(Stored items)
=== Begin Enclosure ===

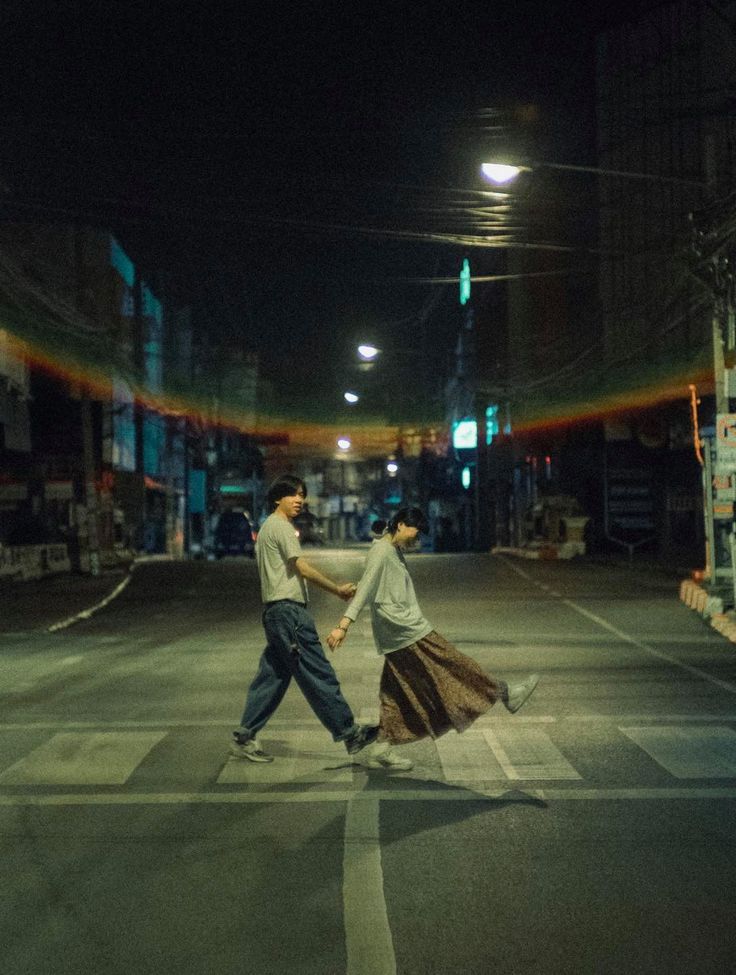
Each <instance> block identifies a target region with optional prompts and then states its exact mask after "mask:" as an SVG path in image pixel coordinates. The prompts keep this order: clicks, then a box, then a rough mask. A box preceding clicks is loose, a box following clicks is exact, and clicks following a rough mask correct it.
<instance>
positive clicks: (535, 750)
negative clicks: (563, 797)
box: [483, 727, 582, 781]
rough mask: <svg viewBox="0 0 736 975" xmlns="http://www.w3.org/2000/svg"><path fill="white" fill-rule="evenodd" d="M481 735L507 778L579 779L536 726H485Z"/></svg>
mask: <svg viewBox="0 0 736 975" xmlns="http://www.w3.org/2000/svg"><path fill="white" fill-rule="evenodd" d="M483 734H484V736H485V739H486V741H487V742H488V744H489V746H490V748H491V749H492V750H493V753H494V755H495V756H496V758H497V759H498V762H499V764H500V765H501V767H502V768H503V770H504V772H505V773H506V776H507V777H508V778H509V779H514V780H521V779H523V780H525V781H531V780H537V779H581V778H582V776H581V775H579V774H578V772H576V771H575V769H574V768H573V767H572V765H571V764H570V763H569V762H568V760H567V759H566V758H565V756H564V755H563V754H562V752H561V751H560V750H559V748H557V746H556V745H555V744H554V743H553V742H552V741H551V740H550V738H549V736H548V735H547V734H546V732H544V731H540V730H539V729H538V728H523V727H522V728H514V729H513V730H512V729H511V728H507V729H504V728H499V729H497V730H495V731H491V730H490V729H487V730H484V732H483Z"/></svg>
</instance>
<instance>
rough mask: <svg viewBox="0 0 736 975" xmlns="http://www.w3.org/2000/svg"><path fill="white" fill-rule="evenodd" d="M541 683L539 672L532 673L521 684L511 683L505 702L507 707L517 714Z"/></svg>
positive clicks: (511, 711)
mask: <svg viewBox="0 0 736 975" xmlns="http://www.w3.org/2000/svg"><path fill="white" fill-rule="evenodd" d="M538 683H539V674H532V675H531V676H530V677H527V679H526V680H523V681H521V683H519V684H509V687H508V694H507V696H506V700H505V701H504V702H503V703H504V704H505V705H506V709H507V710H508V711H510V712H511V713H512V714H515V713H516V712H517V711H518V710H519V708H520V707H521V706H522V704H525V703H526V702H527V701H528V700H529V698H530V697H531V695H532V694H533V692H534V688H535V687H536V686H537V684H538Z"/></svg>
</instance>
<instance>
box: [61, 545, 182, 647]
mask: <svg viewBox="0 0 736 975" xmlns="http://www.w3.org/2000/svg"><path fill="white" fill-rule="evenodd" d="M173 561H174V556H173V555H141V556H138V557H137V558H135V559H133V561H132V562H131V563H130V565H129V566H128V574H127V575H126V576H125V578H124V579H123V580H122V581H121V582H119V583H118V584H117V586H116V587H115V588H114V589H113V591H112V592H111V593H108V594H107V596H105V598H104V599H101V600H100V601H99V602H98V603H95V605H94V606H90V607H89V609H83V610H81V612H79V613H75V614H74V616H69V617H67V619H64V620H59V622H58V623H52V624H51V626H49V627H47V628H46V632H47V633H57V632H58V631H59V630H65V629H67V628H68V627H70V626H73V625H74V623H78V622H80V620H88V619H89V618H90V617H91V616H93V615H94V614H95V613H96V612H97V611H98V610H100V609H103V607H105V606H107V605H108V603H111V602H112V601H113V599H116V598H117V597H118V596H119V595H120V593H121V592H122V591H123V590H124V589H125V588H126V586H127V585H128V584H129V583H130V580H131V578H132V576H133V571H134V570H135V567H136V566H137V565H143V564H145V563H147V562H173Z"/></svg>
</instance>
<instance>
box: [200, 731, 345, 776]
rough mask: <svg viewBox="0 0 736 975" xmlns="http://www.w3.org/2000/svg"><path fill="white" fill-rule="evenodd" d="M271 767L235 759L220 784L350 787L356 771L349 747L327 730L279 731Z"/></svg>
mask: <svg viewBox="0 0 736 975" xmlns="http://www.w3.org/2000/svg"><path fill="white" fill-rule="evenodd" d="M268 751H269V752H270V753H271V754H272V755H273V756H274V758H275V761H273V762H271V763H270V764H265V763H256V762H249V761H248V759H243V758H235V757H234V756H232V757H231V758H230V760H229V761H228V762H227V763H226V765H225V767H224V768H223V770H222V771H221V772H220V775H219V776H218V778H217V784H218V785H249V784H254V783H256V784H266V783H270V784H277V783H284V782H334V783H335V784H336V785H350V784H351V783H352V781H353V770H352V765H351V763H350V760H349V758H348V755H347V752H346V751H345V746H344V745H342V744H341V743H339V742H332V741H331V740H330V736H329V734H328V733H327V732H326V731H325V730H324V729H321V728H320V729H315V730H314V731H300V730H298V729H294V730H288V729H283V730H279V734H278V737H277V738H275V737H270V738H269V740H268Z"/></svg>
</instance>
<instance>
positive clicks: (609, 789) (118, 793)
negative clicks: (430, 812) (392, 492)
mask: <svg viewBox="0 0 736 975" xmlns="http://www.w3.org/2000/svg"><path fill="white" fill-rule="evenodd" d="M703 799H706V800H718V801H722V800H735V799H736V788H722V787H713V788H697V787H695V788H687V787H678V788H672V789H669V788H662V789H655V788H641V789H637V788H630V789H626V788H623V789H586V788H578V787H577V786H571V787H569V788H564V787H563V788H544V789H538V788H536V789H527V788H525V789H523V790H522V789H518V788H511V787H509V786H505V787H504V788H501V789H499V788H497V787H494V788H493V789H479V788H477V787H476V788H474V789H473V790H470V789H457V790H456V791H452V790H448V789H447V788H445V789H444V790H442V791H437V790H434V789H418V790H412V791H409V790H406V791H404V790H402V791H400V792H391V791H390V790H388V789H382V790H371V792H370V793H365V792H362V791H357V792H347V791H342V792H332V791H330V792H322V791H320V792H317V791H315V792H308V791H305V792H191V793H187V792H163V793H160V792H137V793H135V792H99V793H89V792H87V793H78V794H75V793H59V792H55V793H34V794H31V793H23V794H14V795H9V794H0V808H2V807H12V806H19V807H22V806H44V807H46V806H52V807H53V806H60V807H65V806H179V805H195V806H196V805H218V804H221V805H231V804H236V805H237V804H243V805H252V804H261V805H274V804H280V803H297V804H299V803H325V802H333V803H334V802H338V803H339V802H350V801H352V802H353V804H354V805H356V806H357V805H359V804H361V805H362V803H363V802H366V801H369V802H375V801H380V802H493V801H498V800H501V801H503V802H518V803H520V804H525V803H529V802H530V801H533V802H538V801H540V800H543V801H547V802H573V801H586V802H612V801H643V800H646V801H657V802H667V801H677V802H679V801H681V800H703Z"/></svg>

=== End Enclosure ===

▶ What needs to be done:
Retype every entry exactly, but keep the pictures out of your copy.

▶ Answer to the problem:
Each <instance> block identifies a target region with optional prompts and then states its exact mask after "mask:" as an SVG path in image pixel coordinates. The prompts keep this order: clicks, then a box, then a rough mask. A box preceding clicks is loose, a box following clicks is exact, and clicks following a rough mask correct it.
<instance>
positive clicks: (535, 750)
negative clicks: (563, 797)
box: [483, 727, 582, 781]
rough mask: <svg viewBox="0 0 736 975" xmlns="http://www.w3.org/2000/svg"><path fill="white" fill-rule="evenodd" d="M481 735L507 778L579 779L536 726H485Z"/></svg>
mask: <svg viewBox="0 0 736 975" xmlns="http://www.w3.org/2000/svg"><path fill="white" fill-rule="evenodd" d="M483 734H484V736H485V739H486V741H487V742H488V744H489V746H490V748H491V749H492V750H493V753H494V755H495V756H496V758H497V759H498V762H499V764H500V765H501V767H502V768H503V770H504V772H505V773H506V776H507V777H508V778H509V779H514V780H521V779H523V780H525V781H531V780H537V779H581V778H582V776H581V775H579V774H578V772H576V771H575V769H574V768H573V767H572V765H571V764H570V763H569V762H568V760H567V759H566V758H565V756H564V755H563V754H562V752H561V751H560V750H559V748H557V746H556V745H555V744H554V743H553V742H552V741H551V740H550V738H549V736H548V735H547V734H546V732H544V731H540V730H539V729H538V728H523V727H522V728H514V729H513V730H512V729H511V728H507V729H504V728H499V729H497V730H495V731H491V730H490V729H487V730H484V732H483Z"/></svg>
</instance>
<instance>
rough mask: <svg viewBox="0 0 736 975" xmlns="http://www.w3.org/2000/svg"><path fill="white" fill-rule="evenodd" d="M541 683L539 672L532 673L521 684L511 683L505 702L507 707L517 714Z"/></svg>
positive clicks: (511, 711)
mask: <svg viewBox="0 0 736 975" xmlns="http://www.w3.org/2000/svg"><path fill="white" fill-rule="evenodd" d="M538 683H539V674H532V675H531V676H530V677H527V679H526V680H523V681H521V683H519V684H509V687H508V694H507V696H506V700H505V701H504V702H503V703H504V704H505V705H506V709H507V710H508V711H510V712H511V713H512V714H515V713H516V712H517V711H518V710H519V708H520V707H521V706H522V704H525V703H526V702H527V701H528V700H529V698H530V697H531V695H532V694H533V692H534V688H535V687H536V686H537V684H538Z"/></svg>
</instance>
<instance>
box: [61, 545, 182, 647]
mask: <svg viewBox="0 0 736 975" xmlns="http://www.w3.org/2000/svg"><path fill="white" fill-rule="evenodd" d="M173 561H174V556H173V555H141V556H138V557H137V558H135V559H133V561H132V562H131V563H130V565H129V566H128V574H127V575H126V576H125V578H124V579H123V580H122V581H121V582H119V583H118V584H117V586H116V587H115V588H114V589H113V591H112V592H111V593H108V594H107V596H105V598H104V599H101V600H100V601H99V602H98V603H95V605H94V606H90V607H89V609H83V610H81V612H79V613H75V614H74V616H69V617H67V619H64V620H59V622H58V623H52V624H51V626H49V627H47V628H46V632H47V633H57V632H58V631H59V630H65V629H67V628H68V627H70V626H73V625H74V623H78V622H80V620H88V619H89V618H90V617H91V616H93V615H94V614H95V613H96V612H97V611H98V610H100V609H103V607H105V606H107V605H108V603H111V602H112V601H113V599H116V598H117V597H118V596H119V595H120V593H121V592H122V591H123V590H124V589H125V588H126V586H127V585H128V584H129V583H130V580H131V578H132V576H133V571H134V570H135V567H136V566H137V565H143V564H145V563H147V562H173Z"/></svg>
</instance>
<instance>
box: [200, 731, 345, 776]
rough mask: <svg viewBox="0 0 736 975" xmlns="http://www.w3.org/2000/svg"><path fill="white" fill-rule="evenodd" d="M271 767L235 759L220 784L350 787L356 771L349 747L327 730L279 731Z"/></svg>
mask: <svg viewBox="0 0 736 975" xmlns="http://www.w3.org/2000/svg"><path fill="white" fill-rule="evenodd" d="M268 751H269V752H270V753H271V754H272V755H273V756H274V758H275V761H273V762H271V763H270V764H265V763H256V762H249V761H248V759H243V758H235V757H234V756H232V757H231V758H230V760H229V761H228V762H227V763H226V765H225V767H224V768H223V770H222V771H221V772H220V775H219V776H218V778H217V784H218V785H249V784H254V783H256V784H266V783H270V784H277V783H284V782H334V783H335V784H336V785H350V784H351V783H352V781H353V770H352V765H351V763H350V760H349V758H348V755H347V752H346V751H345V746H344V745H342V744H341V743H339V742H332V741H331V740H330V736H329V734H328V733H327V732H326V731H325V730H324V729H321V728H320V729H315V730H314V731H300V730H298V729H294V730H288V729H283V730H279V734H278V737H277V738H275V737H270V738H269V740H268Z"/></svg>
</instance>
<instance>
positive clicks: (609, 789) (118, 793)
negative clicks: (430, 812) (392, 492)
mask: <svg viewBox="0 0 736 975" xmlns="http://www.w3.org/2000/svg"><path fill="white" fill-rule="evenodd" d="M703 799H706V800H718V801H722V800H735V799H736V788H722V787H713V788H697V787H695V788H687V787H678V788H672V789H669V788H662V789H655V788H641V789H637V788H630V789H626V788H623V789H586V788H578V787H577V786H571V787H569V788H564V787H563V788H544V789H538V788H536V789H527V788H525V789H523V790H522V789H518V788H511V787H509V786H505V787H504V788H501V789H499V788H497V787H494V788H493V789H479V788H477V787H476V788H474V789H473V790H470V789H457V790H456V791H452V790H448V789H447V788H445V789H444V790H442V791H437V790H434V789H418V790H412V791H409V790H406V791H404V790H402V791H400V792H391V791H390V790H388V789H382V790H371V792H370V793H365V792H362V791H357V792H347V791H342V792H332V791H330V792H322V791H320V792H317V791H315V792H308V791H305V792H191V793H187V792H163V793H160V792H137V793H135V792H99V793H89V792H87V793H78V794H75V793H59V792H55V793H34V794H31V793H23V794H14V795H9V794H0V808H2V807H12V806H19V807H22V806H44V807H46V806H52V807H53V806H60V807H65V806H179V805H195V806H196V805H218V804H221V805H231V804H236V805H237V804H243V805H252V804H261V805H274V804H280V803H297V804H299V803H325V802H333V803H334V802H338V803H339V802H350V801H352V802H353V804H354V805H356V806H357V805H359V804H361V805H362V803H363V802H366V801H369V802H375V801H380V802H493V801H498V800H501V801H503V802H518V803H520V804H525V803H529V802H530V801H533V802H538V801H540V800H543V801H547V802H573V801H586V802H612V801H643V800H646V801H657V802H667V801H677V802H679V801H681V800H703Z"/></svg>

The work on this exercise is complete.